Goal:
Copy every line of the data below word for word, changing nothing.
---+---
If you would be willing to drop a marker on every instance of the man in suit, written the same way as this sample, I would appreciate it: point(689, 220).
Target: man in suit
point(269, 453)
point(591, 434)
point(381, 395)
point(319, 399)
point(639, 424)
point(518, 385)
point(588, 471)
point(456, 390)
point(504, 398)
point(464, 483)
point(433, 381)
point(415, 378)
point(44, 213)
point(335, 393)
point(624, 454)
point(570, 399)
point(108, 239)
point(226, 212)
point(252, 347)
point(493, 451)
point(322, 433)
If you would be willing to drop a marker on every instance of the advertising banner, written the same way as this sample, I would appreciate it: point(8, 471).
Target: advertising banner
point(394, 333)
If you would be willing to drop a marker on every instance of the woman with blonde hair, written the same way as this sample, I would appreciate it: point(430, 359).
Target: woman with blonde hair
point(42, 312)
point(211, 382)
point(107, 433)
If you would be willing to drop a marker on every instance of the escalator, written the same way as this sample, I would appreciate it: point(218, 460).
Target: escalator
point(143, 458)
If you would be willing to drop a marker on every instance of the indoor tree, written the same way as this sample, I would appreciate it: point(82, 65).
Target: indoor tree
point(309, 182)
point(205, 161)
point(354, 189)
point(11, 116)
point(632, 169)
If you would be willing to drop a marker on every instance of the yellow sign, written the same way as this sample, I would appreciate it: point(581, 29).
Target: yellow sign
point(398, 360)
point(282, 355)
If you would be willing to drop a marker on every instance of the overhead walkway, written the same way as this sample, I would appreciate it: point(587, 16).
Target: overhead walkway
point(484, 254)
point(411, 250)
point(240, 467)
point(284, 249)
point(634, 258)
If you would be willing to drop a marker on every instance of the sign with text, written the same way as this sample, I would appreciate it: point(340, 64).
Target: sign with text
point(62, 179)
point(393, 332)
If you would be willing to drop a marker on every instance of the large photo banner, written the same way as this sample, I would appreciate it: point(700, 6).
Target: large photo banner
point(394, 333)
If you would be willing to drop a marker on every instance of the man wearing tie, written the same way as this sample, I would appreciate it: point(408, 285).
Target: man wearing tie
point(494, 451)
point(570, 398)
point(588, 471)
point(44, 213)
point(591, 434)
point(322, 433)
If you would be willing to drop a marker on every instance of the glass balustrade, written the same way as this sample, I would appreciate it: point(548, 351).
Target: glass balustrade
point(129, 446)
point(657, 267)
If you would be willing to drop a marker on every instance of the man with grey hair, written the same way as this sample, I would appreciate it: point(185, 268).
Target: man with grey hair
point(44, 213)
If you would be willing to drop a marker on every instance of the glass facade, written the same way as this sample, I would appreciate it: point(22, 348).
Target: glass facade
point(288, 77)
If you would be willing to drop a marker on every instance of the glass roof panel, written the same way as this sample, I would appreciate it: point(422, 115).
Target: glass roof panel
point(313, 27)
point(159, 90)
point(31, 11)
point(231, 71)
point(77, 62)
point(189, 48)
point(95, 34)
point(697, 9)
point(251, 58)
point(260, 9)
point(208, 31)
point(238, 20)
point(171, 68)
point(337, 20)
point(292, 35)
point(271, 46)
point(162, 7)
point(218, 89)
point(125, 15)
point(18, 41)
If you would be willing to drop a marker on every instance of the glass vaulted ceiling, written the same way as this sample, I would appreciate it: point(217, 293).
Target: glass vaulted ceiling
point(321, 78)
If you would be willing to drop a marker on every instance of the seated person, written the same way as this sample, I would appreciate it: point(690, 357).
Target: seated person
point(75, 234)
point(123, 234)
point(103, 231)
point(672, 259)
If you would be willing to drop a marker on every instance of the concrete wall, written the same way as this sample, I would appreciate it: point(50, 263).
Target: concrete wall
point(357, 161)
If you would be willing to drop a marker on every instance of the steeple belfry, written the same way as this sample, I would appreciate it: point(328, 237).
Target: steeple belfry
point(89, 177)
---+---
Task result:
If you would be willing to drop a marker on every instance of the man in suit, written the same way as this sample, I would appreciate it: point(689, 220).
Target: man in suit
point(269, 453)
point(591, 434)
point(381, 395)
point(319, 399)
point(639, 424)
point(518, 385)
point(588, 471)
point(456, 390)
point(504, 398)
point(464, 483)
point(433, 381)
point(415, 378)
point(44, 213)
point(335, 393)
point(624, 454)
point(570, 399)
point(108, 239)
point(226, 212)
point(252, 347)
point(493, 451)
point(322, 433)
If you would be willing to drop a marker on every instance of the advertising banner, written the same way as this sample, I would appreciate it: point(8, 471).
Target: advertising banner
point(394, 333)
If you would be willing to drop a marker on every instance of the woman with blonde hair, written the same way as this sample, I would appreciate it: point(430, 359).
Target: woman with blonde hair
point(42, 312)
point(211, 382)
point(107, 433)
If you would be willing to drop a marker on every instance of the escalator, written the same way as this sample, I would appreciate it: point(218, 460).
Target: escalator
point(143, 458)
If you would be willing to drop a marker on every instance of the indoor tree, written the same way as this sample, I would appreciate it: point(82, 65).
Target: indoor tree
point(309, 182)
point(205, 161)
point(354, 189)
point(11, 116)
point(632, 169)
If you would be willing to drop a marker on every instance of the yellow sign, written the same way as this sample, I would appreciate it: point(581, 29).
Target: yellow sign
point(398, 360)
point(282, 355)
If you would be willing to drop a marker on every instance of the overhead walkway, written the same way as this sample, I would appreciate it: point(587, 16).
Target: overhead walkway
point(484, 254)
point(411, 250)
point(240, 467)
point(284, 249)
point(634, 258)
If you would be willing to drop a marker on every instance of the sign with text, written the same way as this sample, I would appreciate it: point(340, 64).
Target: sign with text
point(62, 179)
point(393, 332)
If you would be willing to drop a marker on every instance of the large photo banner, written the same way as this sample, I would appreciate it: point(700, 6).
Target: large photo banner
point(394, 333)
If you would be willing to drop a marker on every instance of the man wearing tie, written the same way as this sample, I would appreciate it: point(408, 285).
Target: man wearing tie
point(494, 451)
point(570, 398)
point(588, 471)
point(44, 213)
point(591, 434)
point(322, 433)
If you would be willing to drop a marker on every instance of the glass balustrade, written the same way as this sample, I would appreciate it: point(548, 351).
Target: glass balustrade
point(129, 446)
point(657, 267)
If you would be willing to drop a marker on every instance of the man with grey hair, written the same way as this sample, I would appreciate it: point(185, 268).
Target: man with grey hair
point(44, 213)
If you would be willing to drop a marker on every instance of the glass facade, written the same way as this sample, I would appreciate it: point(22, 348).
Target: glass facade
point(288, 77)
If you would be willing to drop a marker on every instance of the glass roof panel, written the same way as this sample, I would appreciate it: point(422, 115).
Target: glass roof panel
point(313, 27)
point(159, 90)
point(31, 11)
point(231, 71)
point(77, 62)
point(189, 48)
point(95, 34)
point(697, 9)
point(251, 58)
point(260, 9)
point(208, 31)
point(238, 20)
point(171, 68)
point(337, 20)
point(292, 35)
point(271, 46)
point(162, 7)
point(218, 89)
point(125, 15)
point(18, 41)
If you would be willing to drop a marker on every instance of the glass vaulted ceiling, written the same way as this sample, I would appreciate it: point(217, 293).
Target: glass vaulted ceiling
point(321, 78)
If you would be willing to drop a marker on every instance of the seated person, written the same way as this sample, I would appreciate it: point(690, 357).
Target: seated person
point(75, 234)
point(123, 234)
point(103, 231)
point(672, 259)
If you would be willing to drop a marker on every instance of the concrete wall, written the same way as this sample, I would appreciate it: point(50, 263).
Target: concrete wall
point(357, 161)
If you would be willing to drop a marker on every instance of the steeple belfry, written the same way as this sample, I would appreciate it: point(328, 237).
Target: steeple belfry
point(89, 177)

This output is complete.